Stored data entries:
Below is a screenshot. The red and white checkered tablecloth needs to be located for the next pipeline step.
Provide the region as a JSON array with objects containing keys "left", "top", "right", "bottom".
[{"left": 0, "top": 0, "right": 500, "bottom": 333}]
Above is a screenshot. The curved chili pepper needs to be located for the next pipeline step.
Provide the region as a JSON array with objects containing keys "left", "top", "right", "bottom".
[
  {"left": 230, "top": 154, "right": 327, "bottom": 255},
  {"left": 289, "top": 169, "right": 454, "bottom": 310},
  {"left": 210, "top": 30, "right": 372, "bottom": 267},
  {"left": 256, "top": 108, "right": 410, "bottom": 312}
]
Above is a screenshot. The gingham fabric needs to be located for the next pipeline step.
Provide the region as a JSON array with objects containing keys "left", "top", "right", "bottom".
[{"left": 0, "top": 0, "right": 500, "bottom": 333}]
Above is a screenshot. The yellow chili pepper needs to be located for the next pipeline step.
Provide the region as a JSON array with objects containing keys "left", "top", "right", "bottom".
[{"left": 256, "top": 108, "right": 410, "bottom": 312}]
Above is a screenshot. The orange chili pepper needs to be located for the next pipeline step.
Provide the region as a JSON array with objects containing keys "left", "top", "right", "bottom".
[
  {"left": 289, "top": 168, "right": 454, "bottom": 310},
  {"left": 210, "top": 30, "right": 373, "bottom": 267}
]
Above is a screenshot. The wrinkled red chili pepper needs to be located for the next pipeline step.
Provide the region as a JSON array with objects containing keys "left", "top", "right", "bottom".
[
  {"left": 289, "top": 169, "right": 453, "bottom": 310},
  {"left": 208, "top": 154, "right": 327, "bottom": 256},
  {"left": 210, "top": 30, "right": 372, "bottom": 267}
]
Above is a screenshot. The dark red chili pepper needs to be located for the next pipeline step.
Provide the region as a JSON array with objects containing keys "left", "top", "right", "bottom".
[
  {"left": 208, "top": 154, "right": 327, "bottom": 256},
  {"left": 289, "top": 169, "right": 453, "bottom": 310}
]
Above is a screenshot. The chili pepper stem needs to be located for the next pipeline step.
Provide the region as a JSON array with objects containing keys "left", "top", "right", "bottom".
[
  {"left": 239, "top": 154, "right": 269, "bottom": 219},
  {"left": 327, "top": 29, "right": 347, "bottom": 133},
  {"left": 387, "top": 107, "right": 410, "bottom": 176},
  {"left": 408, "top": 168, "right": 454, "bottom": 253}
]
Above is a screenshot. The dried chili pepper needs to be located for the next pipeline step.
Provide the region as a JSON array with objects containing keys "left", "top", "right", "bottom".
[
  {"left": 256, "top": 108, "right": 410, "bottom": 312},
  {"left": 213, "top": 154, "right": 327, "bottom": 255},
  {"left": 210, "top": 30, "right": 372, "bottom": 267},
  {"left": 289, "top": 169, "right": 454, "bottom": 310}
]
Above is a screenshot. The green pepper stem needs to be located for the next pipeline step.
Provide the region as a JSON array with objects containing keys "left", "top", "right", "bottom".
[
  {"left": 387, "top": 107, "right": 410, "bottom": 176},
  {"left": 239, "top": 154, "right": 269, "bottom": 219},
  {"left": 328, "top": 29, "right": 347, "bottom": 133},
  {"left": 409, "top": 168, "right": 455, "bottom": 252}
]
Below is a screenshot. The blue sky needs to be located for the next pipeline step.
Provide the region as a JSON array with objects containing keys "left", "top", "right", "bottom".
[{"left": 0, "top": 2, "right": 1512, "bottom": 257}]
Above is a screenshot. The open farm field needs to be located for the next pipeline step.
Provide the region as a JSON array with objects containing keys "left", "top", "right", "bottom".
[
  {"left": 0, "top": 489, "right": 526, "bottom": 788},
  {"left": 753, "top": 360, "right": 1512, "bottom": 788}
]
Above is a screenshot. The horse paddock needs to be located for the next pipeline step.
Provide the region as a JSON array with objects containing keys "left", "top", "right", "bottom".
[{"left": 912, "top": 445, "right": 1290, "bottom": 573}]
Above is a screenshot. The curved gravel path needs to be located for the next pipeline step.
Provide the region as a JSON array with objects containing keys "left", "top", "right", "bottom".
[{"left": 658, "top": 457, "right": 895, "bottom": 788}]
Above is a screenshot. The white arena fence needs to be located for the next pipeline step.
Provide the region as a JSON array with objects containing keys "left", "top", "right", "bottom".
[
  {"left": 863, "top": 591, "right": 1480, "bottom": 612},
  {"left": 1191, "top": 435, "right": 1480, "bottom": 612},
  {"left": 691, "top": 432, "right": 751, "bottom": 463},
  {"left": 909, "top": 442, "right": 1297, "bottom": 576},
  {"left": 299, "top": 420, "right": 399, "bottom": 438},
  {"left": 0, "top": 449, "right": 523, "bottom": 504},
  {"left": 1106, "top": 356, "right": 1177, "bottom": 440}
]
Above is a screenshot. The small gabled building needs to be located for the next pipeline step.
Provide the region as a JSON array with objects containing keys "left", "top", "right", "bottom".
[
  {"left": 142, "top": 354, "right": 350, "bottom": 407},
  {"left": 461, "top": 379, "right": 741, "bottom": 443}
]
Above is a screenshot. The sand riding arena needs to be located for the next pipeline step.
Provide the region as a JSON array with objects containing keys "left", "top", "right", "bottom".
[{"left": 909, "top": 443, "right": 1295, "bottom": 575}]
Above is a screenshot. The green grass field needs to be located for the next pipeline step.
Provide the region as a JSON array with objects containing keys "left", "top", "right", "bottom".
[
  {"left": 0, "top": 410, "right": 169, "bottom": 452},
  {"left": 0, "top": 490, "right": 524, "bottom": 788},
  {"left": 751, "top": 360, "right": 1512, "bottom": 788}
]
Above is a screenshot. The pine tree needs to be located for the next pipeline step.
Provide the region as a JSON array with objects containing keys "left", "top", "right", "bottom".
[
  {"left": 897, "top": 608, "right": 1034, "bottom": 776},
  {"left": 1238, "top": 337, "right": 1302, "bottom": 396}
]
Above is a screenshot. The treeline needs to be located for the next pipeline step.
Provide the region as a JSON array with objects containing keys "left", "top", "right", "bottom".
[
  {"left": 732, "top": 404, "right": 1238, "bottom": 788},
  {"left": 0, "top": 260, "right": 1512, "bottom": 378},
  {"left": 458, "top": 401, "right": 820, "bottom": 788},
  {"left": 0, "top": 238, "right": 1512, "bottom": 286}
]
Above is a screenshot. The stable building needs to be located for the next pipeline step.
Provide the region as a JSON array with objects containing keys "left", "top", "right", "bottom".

Task description:
Recast every line of the stored data entries above as a two-column Markdown table headed Row and Entry line, numbering the rows in order and omitting blank lines.

Problem solution:
| Row | Entry line |
|---|---|
| 1 | Below is a screenshot. The red and white checkered tablecloth needs to be located for the next pipeline step. |
| 2 | Provide the region as a JSON array with objects containing keys "left", "top", "right", "bottom". |
| 3 | [{"left": 0, "top": 0, "right": 500, "bottom": 333}] |
| 4 | Above is a screenshot. The curved chili pepper needs to be located for the next pipeline step. |
| 5 | Provide the region as a JSON array with objects containing keys "left", "top", "right", "bottom". |
| 6 | [ |
| 7 |   {"left": 230, "top": 154, "right": 327, "bottom": 255}, |
| 8 |   {"left": 289, "top": 169, "right": 454, "bottom": 310}, |
| 9 |   {"left": 210, "top": 30, "right": 372, "bottom": 267}, |
| 10 |   {"left": 256, "top": 108, "right": 410, "bottom": 312} |
| 11 | ] |
| 12 | Above is a screenshot. The gingham fabric needs to be located for the next pipeline step. |
| 13 | Provide the region as a JSON array with objects containing keys "left", "top", "right", "bottom". |
| 14 | [{"left": 0, "top": 0, "right": 500, "bottom": 333}] |
| 15 | Above is a screenshot. The yellow chili pepper needs to be located for the next pipeline step. |
| 16 | Provide the region as a JSON array with objects containing keys "left", "top", "right", "bottom". |
| 17 | [{"left": 256, "top": 108, "right": 410, "bottom": 312}] |
| 18 | Above is a screenshot. The orange chili pepper needs to be located for the next pipeline step. |
| 19 | Provide the region as a JSON array with objects containing keys "left", "top", "right", "bottom". |
| 20 | [ |
| 21 |   {"left": 289, "top": 168, "right": 454, "bottom": 310}, |
| 22 |   {"left": 210, "top": 30, "right": 373, "bottom": 267} |
| 23 | ] |
| 24 | Above is a screenshot. The wrinkled red chili pepper needs to be located for the next pipeline step. |
| 25 | Provide the region as a JSON array with objects containing keys "left", "top", "right", "bottom". |
| 26 | [ |
| 27 |   {"left": 289, "top": 169, "right": 453, "bottom": 310}, |
| 28 |   {"left": 208, "top": 154, "right": 327, "bottom": 256}, |
| 29 |   {"left": 210, "top": 30, "right": 372, "bottom": 267} |
| 30 | ] |
| 31 | Above is a screenshot. The dark red chili pepper needs to be located for the next pipeline step. |
| 32 | Provide the region as a JSON array with objects containing keys "left", "top", "right", "bottom". |
| 33 | [ |
| 34 |   {"left": 208, "top": 154, "right": 327, "bottom": 256}, |
| 35 |   {"left": 289, "top": 169, "right": 453, "bottom": 310} |
| 36 | ] |
| 37 | Above is a screenshot. The chili pepper stem needs to be located for the next pipeline step. |
| 38 | Provide the region as a JSON array with objects containing keys "left", "top", "right", "bottom". |
| 39 | [ |
| 40 |   {"left": 239, "top": 154, "right": 269, "bottom": 219}, |
| 41 |   {"left": 327, "top": 29, "right": 347, "bottom": 133}, |
| 42 |   {"left": 387, "top": 107, "right": 410, "bottom": 176}, |
| 43 |   {"left": 408, "top": 168, "right": 454, "bottom": 253} |
| 44 | ] |
| 45 | Above is a screenshot. The dried chili pepper needs to be located for the next pipeline step. |
| 46 | Provide the region as a JSON array with objects containing keys "left", "top", "right", "bottom". |
| 47 | [ |
| 48 |   {"left": 256, "top": 108, "right": 410, "bottom": 312}, |
| 49 |   {"left": 213, "top": 154, "right": 327, "bottom": 255}, |
| 50 |   {"left": 210, "top": 30, "right": 372, "bottom": 267}, |
| 51 |   {"left": 289, "top": 169, "right": 454, "bottom": 310} |
| 52 | ] |
| 53 | Above is a screenshot. The green pepper stem needs to be located for the next pipeline step. |
| 54 | Provide the region as a JSON array with objects containing keys "left", "top", "right", "bottom". |
| 55 | [ |
| 56 |   {"left": 387, "top": 107, "right": 410, "bottom": 176}, |
| 57 |   {"left": 239, "top": 154, "right": 269, "bottom": 219}, |
| 58 |   {"left": 328, "top": 29, "right": 347, "bottom": 133}, |
| 59 |   {"left": 409, "top": 168, "right": 455, "bottom": 252} |
| 60 | ] |
| 61 | Below is a screenshot. The blue sky needs to be located for the next pipeline step. |
| 62 | Provide the region as a JSON array with objects containing keys "left", "top", "right", "bottom". |
| 63 | [{"left": 0, "top": 2, "right": 1512, "bottom": 257}] |
| 64 | Above is a screenshot. The open farm field needs to be located for the next pipeline step. |
| 65 | Provide the region as a JSON array with objects containing keys "left", "top", "right", "bottom". |
| 66 | [ |
| 67 |   {"left": 0, "top": 489, "right": 526, "bottom": 788}, |
| 68 |   {"left": 753, "top": 360, "right": 1512, "bottom": 788} |
| 69 | ] |
| 70 | Above is a screenshot. The horse paddock needs to be located for the next pipeline step. |
| 71 | Provide the region as a JSON array with objects containing keys "left", "top", "right", "bottom". |
| 72 | [{"left": 912, "top": 445, "right": 1290, "bottom": 573}] |
| 73 | Above is a screenshot. The curved gravel path needs to be located for the next pipeline step. |
| 74 | Provide the region as a JSON array with objects containing keys "left", "top", "right", "bottom". |
| 75 | [{"left": 658, "top": 457, "right": 895, "bottom": 788}] |
| 76 | Above is a screenshot. The white arena fence needs to be located for the next pipeline step. |
| 77 | Provide the region as a JSON array with objects containing keys "left", "top", "right", "bottom". |
| 78 | [ |
| 79 |   {"left": 863, "top": 591, "right": 1480, "bottom": 612}, |
| 80 |   {"left": 1191, "top": 435, "right": 1480, "bottom": 612}, |
| 81 |   {"left": 691, "top": 432, "right": 751, "bottom": 463}, |
| 82 |   {"left": 909, "top": 442, "right": 1297, "bottom": 576}, |
| 83 |   {"left": 299, "top": 420, "right": 399, "bottom": 438}, |
| 84 |   {"left": 0, "top": 449, "right": 523, "bottom": 504}, |
| 85 |   {"left": 1106, "top": 356, "right": 1177, "bottom": 440} |
| 86 | ] |
| 87 | Above is a screenshot. The small gabled building needs to be located for the next pipeline step. |
| 88 | Provide the region as a JSON array with objects containing keys "left", "top", "right", "bottom". |
| 89 | [ |
| 90 |   {"left": 142, "top": 354, "right": 350, "bottom": 407}, |
| 91 |   {"left": 461, "top": 379, "right": 741, "bottom": 443} |
| 92 | ] |
| 93 | Above is a screenshot. The sand riding arena needs to be located for the next pipeline step. |
| 94 | Provide the region as a JSON array with objects containing keys "left", "top", "right", "bottom". |
| 95 | [{"left": 909, "top": 443, "right": 1295, "bottom": 575}] |
| 96 | Above is a screenshot. The green grass field needs to be located for the next pipeline step. |
| 97 | Provide the region as a JSON array with objects containing keys "left", "top", "right", "bottom". |
| 98 | [ |
| 99 |   {"left": 0, "top": 410, "right": 169, "bottom": 452}, |
| 100 |   {"left": 0, "top": 490, "right": 524, "bottom": 788}, |
| 101 |   {"left": 751, "top": 360, "right": 1512, "bottom": 788} |
| 102 | ] |
| 103 | Above is a screenshot. The pine tree needs to be located for the next pipeline step. |
| 104 | Provide the region as a JSON array with objects containing keys "left", "top", "right", "bottom". |
| 105 | [ |
| 106 |   {"left": 897, "top": 608, "right": 1034, "bottom": 776}, |
| 107 |   {"left": 1238, "top": 337, "right": 1302, "bottom": 396} |
| 108 | ] |
| 109 | Above is a screenshot. The treeline needs to be located for the next pipeline step. |
| 110 | Provide the region as a JSON array with objects containing keys "left", "top", "right", "bottom". |
| 111 | [ |
| 112 |   {"left": 732, "top": 404, "right": 1238, "bottom": 788}, |
| 113 |   {"left": 0, "top": 260, "right": 1512, "bottom": 378}, |
| 114 |   {"left": 458, "top": 401, "right": 820, "bottom": 788}, |
| 115 |   {"left": 0, "top": 238, "right": 1512, "bottom": 286} |
| 116 | ] |
| 117 | Above is a screenshot. The stable building needs to be located for the next pipeline step. |
| 118 | Provide the region as a JSON array with objects containing keys "left", "top", "right", "bottom". |